■ DIRECTIONS FOR THIS TASK ■
Pick out every line in the entries below that contains the word "backpack", and copy each one in full.

■ SOURCE RECORDS ■

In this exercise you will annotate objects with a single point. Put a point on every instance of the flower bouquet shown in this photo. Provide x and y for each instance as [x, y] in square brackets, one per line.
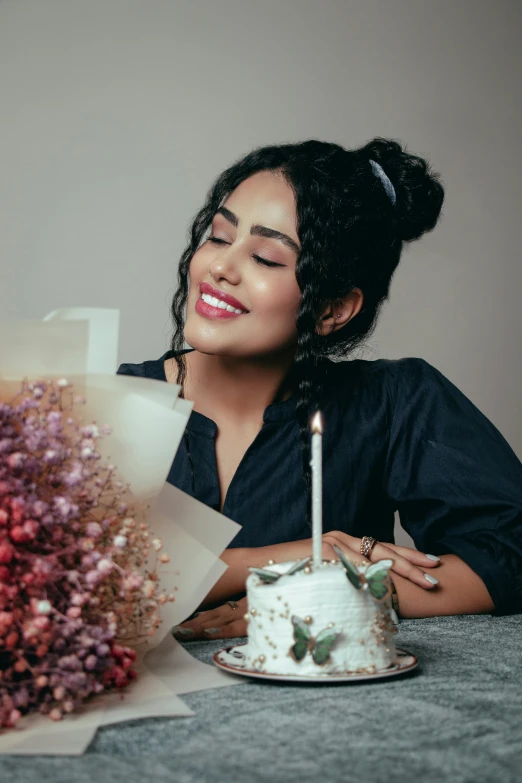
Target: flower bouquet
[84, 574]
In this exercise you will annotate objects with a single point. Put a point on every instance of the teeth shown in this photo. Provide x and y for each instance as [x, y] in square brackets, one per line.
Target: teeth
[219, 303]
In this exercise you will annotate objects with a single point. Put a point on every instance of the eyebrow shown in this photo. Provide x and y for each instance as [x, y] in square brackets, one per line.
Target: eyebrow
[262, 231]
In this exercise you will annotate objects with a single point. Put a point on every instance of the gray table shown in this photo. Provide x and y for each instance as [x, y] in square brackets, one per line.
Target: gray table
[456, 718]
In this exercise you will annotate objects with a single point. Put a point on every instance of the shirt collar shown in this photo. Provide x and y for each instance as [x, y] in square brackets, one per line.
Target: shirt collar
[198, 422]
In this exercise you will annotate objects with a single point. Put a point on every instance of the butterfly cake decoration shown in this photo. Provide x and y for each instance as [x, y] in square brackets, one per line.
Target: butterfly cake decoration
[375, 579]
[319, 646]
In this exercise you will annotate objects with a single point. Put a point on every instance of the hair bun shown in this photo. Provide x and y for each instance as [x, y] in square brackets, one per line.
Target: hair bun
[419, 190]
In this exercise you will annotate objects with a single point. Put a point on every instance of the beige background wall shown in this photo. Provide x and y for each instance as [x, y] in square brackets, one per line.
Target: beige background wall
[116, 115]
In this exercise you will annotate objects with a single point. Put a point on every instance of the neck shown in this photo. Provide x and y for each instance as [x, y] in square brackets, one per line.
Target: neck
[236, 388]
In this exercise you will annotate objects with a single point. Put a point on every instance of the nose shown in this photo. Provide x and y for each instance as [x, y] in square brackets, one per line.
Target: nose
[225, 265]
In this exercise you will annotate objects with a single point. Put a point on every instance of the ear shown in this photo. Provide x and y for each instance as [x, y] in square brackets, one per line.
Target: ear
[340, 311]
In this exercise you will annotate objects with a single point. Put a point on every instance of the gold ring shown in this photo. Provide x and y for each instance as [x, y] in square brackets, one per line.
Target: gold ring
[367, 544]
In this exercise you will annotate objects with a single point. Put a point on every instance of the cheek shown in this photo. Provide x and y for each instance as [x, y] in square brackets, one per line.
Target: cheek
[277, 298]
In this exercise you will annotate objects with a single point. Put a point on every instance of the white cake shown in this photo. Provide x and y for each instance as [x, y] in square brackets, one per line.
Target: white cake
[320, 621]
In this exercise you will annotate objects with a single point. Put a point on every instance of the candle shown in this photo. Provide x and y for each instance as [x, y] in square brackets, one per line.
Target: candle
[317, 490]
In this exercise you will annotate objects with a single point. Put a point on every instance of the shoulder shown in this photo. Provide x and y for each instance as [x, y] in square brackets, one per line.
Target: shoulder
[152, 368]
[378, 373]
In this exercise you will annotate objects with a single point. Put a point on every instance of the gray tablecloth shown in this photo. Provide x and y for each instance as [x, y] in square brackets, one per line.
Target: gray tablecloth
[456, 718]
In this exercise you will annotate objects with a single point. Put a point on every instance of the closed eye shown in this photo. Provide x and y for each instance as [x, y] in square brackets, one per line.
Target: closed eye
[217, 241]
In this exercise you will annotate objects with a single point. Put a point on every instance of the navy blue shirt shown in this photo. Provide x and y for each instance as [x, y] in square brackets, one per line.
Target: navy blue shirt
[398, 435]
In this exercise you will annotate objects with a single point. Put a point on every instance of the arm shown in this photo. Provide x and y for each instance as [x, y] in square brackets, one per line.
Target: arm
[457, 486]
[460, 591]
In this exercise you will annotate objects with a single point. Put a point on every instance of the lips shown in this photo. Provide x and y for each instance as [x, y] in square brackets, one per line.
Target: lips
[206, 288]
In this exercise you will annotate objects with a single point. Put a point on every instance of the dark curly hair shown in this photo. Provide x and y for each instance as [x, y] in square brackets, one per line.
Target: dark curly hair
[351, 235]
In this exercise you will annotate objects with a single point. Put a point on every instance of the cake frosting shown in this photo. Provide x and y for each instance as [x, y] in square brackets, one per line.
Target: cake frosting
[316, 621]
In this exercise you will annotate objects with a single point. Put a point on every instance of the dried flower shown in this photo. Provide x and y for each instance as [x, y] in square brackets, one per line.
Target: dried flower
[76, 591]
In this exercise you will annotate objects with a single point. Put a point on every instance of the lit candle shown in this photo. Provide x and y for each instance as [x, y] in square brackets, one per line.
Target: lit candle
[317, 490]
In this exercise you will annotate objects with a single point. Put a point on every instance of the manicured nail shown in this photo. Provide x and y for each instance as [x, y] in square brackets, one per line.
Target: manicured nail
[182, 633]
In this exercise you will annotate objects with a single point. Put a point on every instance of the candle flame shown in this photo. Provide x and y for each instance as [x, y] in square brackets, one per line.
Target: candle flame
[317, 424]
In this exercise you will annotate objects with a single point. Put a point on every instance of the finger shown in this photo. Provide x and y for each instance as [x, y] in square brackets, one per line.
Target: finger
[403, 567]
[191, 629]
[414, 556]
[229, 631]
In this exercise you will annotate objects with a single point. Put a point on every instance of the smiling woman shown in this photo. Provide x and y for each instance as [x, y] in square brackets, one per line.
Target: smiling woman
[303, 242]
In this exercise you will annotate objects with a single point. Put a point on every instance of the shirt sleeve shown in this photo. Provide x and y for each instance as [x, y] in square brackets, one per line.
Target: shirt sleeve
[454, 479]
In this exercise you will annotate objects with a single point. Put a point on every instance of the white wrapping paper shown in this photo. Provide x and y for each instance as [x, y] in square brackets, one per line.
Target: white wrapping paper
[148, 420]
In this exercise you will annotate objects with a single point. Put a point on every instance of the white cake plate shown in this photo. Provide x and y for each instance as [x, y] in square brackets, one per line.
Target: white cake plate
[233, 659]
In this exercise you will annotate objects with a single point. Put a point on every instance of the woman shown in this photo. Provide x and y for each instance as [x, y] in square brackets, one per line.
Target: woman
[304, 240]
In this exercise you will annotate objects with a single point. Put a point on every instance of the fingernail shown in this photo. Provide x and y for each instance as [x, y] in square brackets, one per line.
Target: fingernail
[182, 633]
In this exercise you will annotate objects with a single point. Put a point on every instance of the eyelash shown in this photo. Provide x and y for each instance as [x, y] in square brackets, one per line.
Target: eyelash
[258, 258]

==

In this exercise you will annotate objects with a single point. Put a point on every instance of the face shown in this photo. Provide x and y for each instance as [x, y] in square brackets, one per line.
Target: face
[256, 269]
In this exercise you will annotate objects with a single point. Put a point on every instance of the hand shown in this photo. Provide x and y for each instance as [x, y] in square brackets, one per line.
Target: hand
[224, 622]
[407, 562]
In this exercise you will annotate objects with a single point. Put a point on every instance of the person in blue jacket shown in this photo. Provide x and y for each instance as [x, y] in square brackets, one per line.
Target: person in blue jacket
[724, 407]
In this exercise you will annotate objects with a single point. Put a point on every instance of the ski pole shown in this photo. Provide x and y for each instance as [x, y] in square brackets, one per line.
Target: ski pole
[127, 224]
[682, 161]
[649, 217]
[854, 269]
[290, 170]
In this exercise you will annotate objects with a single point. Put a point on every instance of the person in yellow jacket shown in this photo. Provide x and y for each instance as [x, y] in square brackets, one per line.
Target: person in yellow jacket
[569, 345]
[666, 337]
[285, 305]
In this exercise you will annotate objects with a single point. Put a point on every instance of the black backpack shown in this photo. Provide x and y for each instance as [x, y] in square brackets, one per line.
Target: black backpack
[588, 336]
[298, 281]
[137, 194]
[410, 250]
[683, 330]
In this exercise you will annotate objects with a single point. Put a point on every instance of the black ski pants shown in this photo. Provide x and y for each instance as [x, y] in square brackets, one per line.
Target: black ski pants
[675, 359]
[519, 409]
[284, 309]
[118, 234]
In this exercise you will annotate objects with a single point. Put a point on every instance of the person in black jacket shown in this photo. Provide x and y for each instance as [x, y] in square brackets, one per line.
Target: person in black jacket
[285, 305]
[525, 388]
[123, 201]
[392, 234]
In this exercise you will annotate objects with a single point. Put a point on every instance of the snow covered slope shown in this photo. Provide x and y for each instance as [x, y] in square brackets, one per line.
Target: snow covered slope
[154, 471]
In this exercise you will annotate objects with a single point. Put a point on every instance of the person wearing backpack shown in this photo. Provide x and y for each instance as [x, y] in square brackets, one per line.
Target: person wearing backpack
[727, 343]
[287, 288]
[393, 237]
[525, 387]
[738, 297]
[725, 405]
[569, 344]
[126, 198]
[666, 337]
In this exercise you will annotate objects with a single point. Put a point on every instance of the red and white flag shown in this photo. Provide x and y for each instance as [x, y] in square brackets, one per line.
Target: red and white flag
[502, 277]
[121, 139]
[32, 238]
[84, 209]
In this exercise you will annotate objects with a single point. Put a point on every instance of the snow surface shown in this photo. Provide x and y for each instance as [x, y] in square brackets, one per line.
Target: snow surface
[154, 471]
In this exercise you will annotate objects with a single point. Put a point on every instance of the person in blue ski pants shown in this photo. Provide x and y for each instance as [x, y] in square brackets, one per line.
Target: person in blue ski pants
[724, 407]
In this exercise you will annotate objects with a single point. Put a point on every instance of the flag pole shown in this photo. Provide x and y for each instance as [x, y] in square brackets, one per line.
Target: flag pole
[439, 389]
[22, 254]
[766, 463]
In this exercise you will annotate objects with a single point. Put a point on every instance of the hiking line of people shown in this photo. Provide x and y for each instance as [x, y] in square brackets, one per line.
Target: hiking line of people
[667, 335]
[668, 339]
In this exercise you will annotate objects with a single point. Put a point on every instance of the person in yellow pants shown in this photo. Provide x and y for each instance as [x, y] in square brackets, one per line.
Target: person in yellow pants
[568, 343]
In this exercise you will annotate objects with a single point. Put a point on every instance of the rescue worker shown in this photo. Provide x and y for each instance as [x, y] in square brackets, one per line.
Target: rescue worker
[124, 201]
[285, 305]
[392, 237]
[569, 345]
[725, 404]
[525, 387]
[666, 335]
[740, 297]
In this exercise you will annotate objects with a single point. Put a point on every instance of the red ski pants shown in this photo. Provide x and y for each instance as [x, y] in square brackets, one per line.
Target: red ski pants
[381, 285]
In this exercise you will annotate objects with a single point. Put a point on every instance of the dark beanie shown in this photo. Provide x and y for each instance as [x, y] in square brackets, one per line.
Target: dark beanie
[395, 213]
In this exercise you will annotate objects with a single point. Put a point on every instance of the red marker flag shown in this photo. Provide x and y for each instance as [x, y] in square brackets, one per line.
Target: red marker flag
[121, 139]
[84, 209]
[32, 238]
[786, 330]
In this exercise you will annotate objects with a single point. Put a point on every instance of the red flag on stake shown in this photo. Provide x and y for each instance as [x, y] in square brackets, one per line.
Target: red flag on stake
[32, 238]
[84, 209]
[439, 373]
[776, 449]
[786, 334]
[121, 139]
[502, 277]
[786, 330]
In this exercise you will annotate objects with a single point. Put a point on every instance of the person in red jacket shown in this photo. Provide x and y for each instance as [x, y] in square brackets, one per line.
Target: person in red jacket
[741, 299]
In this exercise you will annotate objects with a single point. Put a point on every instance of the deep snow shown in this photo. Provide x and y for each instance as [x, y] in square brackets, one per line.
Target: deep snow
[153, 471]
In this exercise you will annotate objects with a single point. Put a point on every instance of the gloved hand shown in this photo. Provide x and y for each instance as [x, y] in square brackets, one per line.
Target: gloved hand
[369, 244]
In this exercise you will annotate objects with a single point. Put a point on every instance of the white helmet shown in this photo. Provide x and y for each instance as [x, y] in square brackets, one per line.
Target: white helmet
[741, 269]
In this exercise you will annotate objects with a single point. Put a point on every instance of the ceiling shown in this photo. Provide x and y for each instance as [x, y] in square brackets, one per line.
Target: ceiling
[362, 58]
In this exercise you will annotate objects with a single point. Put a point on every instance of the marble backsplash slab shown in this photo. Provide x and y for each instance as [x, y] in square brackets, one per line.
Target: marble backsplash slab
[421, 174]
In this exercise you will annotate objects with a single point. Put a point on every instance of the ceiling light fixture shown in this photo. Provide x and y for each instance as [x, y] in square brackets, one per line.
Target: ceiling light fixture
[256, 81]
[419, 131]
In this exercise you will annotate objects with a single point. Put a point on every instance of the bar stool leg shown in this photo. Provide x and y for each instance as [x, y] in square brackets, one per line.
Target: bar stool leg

■ EXPECTED ANSWER ■
In this exercise you will annotate objects with a single point. Put a point on every instance of the black backpack shown in this photo. Provide x and y for each instance as [x, y] in square brackets, one per line.
Target: black backpack
In this exercise you will annotate objects with a single point. Put a point on every instance of the person wearing backpack shown in this photo. Provide x and y for each instance as [x, y] in square brackets, one per line.
Target: person wearing backpack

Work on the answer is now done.